About this task ▸ Copying exactly, give the lines in the material below from the one with "Can you find the overcast" to the one with "Can you find the wide block", ends included, and nothing besides.

Extracted material ▸
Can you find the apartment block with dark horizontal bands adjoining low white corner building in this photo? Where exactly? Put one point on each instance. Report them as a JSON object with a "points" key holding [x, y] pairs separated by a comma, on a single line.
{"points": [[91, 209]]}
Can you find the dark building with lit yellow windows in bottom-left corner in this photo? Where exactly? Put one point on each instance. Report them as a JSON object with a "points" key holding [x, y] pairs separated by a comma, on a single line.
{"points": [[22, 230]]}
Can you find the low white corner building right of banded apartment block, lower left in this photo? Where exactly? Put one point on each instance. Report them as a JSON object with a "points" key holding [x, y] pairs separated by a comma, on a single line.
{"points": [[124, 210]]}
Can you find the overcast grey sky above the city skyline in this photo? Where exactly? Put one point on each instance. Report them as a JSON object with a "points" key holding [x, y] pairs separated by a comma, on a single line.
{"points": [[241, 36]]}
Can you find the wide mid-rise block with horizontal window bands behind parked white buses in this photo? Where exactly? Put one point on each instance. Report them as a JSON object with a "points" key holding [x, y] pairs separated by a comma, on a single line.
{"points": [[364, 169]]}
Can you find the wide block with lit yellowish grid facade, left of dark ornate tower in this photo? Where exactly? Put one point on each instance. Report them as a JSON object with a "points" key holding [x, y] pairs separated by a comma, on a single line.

* * *

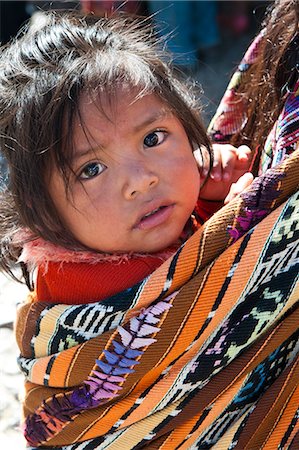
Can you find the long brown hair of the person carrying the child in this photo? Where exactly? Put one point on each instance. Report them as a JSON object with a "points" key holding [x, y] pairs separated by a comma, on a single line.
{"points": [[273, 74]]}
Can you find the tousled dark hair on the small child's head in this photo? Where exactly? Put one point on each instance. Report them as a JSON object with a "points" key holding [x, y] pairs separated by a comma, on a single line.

Written response ▸
Can you find the overcast grey sky above the city skyline in this photo? Where exactly? Put one point on each instance. Report them as a JSON object with a "points" key holding [x, y] pairs separated by a comma, on a single line.
{"points": [[241, 36]]}
Can you find the wide mid-rise block with horizontal window bands behind parked white buses in this photo? Where exactly? Put one point on each instance. Report them as a JSON object with a "points" key holding [x, y] pairs separated by a comma, on a single line.
{"points": [[364, 169]]}
Can you find the wide block with lit yellowish grid facade, left of dark ornate tower in this photo? Where exactly? Put one point on each instance. Report them as a JSON object with a "points" key holding [x, y] pairs separated by a comma, on a single line.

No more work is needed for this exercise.